▶ **Exercise brief**
In the entries below, count each line holding the word "aircraft". Answer with the total alone.

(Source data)
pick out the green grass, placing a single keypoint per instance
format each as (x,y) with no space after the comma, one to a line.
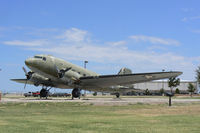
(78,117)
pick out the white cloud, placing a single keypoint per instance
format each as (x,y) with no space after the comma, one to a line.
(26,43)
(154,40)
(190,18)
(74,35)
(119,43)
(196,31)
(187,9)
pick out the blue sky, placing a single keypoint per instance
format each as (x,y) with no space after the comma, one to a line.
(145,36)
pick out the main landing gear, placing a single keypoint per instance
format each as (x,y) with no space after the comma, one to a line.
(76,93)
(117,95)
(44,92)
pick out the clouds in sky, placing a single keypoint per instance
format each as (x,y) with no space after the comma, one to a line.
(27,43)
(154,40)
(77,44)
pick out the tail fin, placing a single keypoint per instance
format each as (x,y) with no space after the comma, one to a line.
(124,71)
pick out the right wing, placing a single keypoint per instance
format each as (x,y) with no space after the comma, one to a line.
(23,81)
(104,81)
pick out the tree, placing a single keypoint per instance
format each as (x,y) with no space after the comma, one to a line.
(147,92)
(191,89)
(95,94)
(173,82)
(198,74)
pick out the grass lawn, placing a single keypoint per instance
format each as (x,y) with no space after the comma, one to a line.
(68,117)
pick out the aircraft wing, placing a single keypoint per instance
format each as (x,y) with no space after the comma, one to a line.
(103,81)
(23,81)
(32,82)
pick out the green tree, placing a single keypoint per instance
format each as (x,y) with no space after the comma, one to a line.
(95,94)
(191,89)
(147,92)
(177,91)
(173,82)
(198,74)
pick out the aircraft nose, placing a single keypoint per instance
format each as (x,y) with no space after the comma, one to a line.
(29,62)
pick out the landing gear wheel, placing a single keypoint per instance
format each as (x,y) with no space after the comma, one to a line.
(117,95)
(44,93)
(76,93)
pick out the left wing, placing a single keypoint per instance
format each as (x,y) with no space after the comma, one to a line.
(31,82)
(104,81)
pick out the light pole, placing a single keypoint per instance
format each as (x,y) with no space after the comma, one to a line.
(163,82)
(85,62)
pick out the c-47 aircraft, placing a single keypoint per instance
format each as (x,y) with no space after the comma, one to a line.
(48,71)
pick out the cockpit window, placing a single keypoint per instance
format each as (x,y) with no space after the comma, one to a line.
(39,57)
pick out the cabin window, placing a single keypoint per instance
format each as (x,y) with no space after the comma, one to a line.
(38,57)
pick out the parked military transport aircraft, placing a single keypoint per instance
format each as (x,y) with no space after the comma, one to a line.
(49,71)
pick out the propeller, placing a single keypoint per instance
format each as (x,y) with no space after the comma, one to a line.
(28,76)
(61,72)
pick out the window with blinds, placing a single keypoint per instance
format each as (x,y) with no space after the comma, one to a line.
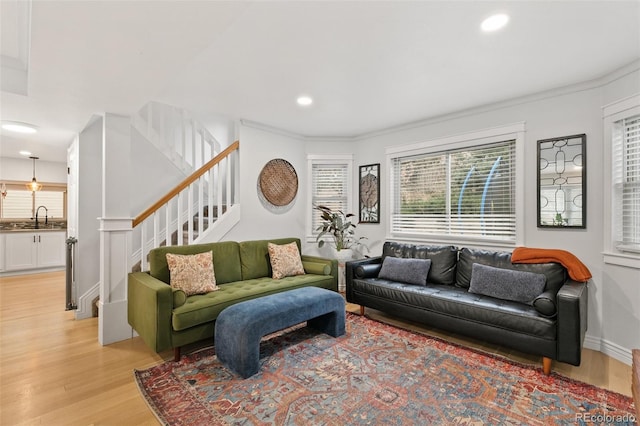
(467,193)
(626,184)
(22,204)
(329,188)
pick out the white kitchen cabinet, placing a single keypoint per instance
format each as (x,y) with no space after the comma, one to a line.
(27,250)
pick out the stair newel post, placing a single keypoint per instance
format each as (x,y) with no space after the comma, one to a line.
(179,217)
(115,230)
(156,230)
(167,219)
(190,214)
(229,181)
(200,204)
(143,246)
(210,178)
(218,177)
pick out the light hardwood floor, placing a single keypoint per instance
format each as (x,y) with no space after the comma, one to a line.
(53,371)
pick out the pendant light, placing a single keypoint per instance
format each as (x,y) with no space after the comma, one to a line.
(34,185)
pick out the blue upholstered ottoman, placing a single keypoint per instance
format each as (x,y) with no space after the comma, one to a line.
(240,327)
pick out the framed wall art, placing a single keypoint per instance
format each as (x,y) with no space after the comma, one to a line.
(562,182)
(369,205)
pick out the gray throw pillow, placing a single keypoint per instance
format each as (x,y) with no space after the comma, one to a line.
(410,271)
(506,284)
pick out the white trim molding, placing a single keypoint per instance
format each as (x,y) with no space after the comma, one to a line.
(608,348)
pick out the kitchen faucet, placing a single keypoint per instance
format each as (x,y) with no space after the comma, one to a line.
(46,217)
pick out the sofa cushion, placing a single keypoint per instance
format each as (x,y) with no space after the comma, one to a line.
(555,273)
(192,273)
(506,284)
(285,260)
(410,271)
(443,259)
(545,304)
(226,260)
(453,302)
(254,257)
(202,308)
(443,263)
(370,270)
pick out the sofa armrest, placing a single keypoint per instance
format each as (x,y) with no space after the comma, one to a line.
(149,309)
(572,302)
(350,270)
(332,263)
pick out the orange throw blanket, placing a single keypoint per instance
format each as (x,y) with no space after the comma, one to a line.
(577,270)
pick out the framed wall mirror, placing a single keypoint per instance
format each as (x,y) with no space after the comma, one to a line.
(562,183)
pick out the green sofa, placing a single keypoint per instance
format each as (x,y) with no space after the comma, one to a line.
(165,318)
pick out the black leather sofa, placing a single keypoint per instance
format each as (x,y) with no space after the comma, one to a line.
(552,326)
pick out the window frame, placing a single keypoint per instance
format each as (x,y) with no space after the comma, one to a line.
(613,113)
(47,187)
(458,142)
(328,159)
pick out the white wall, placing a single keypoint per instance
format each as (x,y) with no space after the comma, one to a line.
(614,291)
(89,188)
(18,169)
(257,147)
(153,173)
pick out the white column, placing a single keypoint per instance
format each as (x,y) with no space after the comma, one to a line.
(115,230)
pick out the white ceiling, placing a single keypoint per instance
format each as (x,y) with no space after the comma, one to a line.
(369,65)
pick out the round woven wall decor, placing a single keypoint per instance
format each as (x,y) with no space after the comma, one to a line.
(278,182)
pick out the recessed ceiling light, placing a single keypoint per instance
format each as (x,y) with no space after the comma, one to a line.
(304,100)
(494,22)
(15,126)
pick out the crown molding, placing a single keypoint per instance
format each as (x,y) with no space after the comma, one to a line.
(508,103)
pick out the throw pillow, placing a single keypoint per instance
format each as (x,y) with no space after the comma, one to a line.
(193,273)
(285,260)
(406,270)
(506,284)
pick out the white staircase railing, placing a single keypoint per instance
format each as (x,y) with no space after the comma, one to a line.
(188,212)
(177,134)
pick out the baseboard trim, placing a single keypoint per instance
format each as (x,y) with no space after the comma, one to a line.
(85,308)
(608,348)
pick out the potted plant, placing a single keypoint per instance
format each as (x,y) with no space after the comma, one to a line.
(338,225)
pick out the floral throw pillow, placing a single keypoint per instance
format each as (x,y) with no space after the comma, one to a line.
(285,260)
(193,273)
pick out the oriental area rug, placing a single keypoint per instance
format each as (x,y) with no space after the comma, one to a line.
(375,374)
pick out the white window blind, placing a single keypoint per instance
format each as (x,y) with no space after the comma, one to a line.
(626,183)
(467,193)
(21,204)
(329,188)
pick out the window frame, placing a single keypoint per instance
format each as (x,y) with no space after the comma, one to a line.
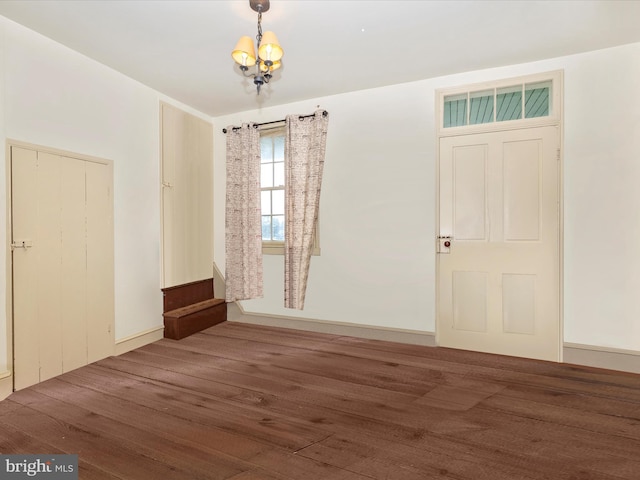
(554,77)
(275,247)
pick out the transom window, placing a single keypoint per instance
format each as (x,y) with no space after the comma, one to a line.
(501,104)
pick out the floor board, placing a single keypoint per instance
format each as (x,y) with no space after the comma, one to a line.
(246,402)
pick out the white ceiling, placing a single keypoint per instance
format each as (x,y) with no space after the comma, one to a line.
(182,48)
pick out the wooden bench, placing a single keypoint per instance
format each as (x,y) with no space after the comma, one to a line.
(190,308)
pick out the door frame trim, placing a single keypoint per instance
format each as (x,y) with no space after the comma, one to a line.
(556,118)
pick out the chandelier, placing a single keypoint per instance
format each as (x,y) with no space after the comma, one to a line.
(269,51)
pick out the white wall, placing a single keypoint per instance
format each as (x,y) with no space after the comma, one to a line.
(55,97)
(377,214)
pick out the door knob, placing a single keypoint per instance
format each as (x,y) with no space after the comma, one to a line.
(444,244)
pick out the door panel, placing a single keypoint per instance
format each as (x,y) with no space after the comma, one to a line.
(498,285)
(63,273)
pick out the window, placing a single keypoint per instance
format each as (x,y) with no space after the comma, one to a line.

▶ **Task answer**
4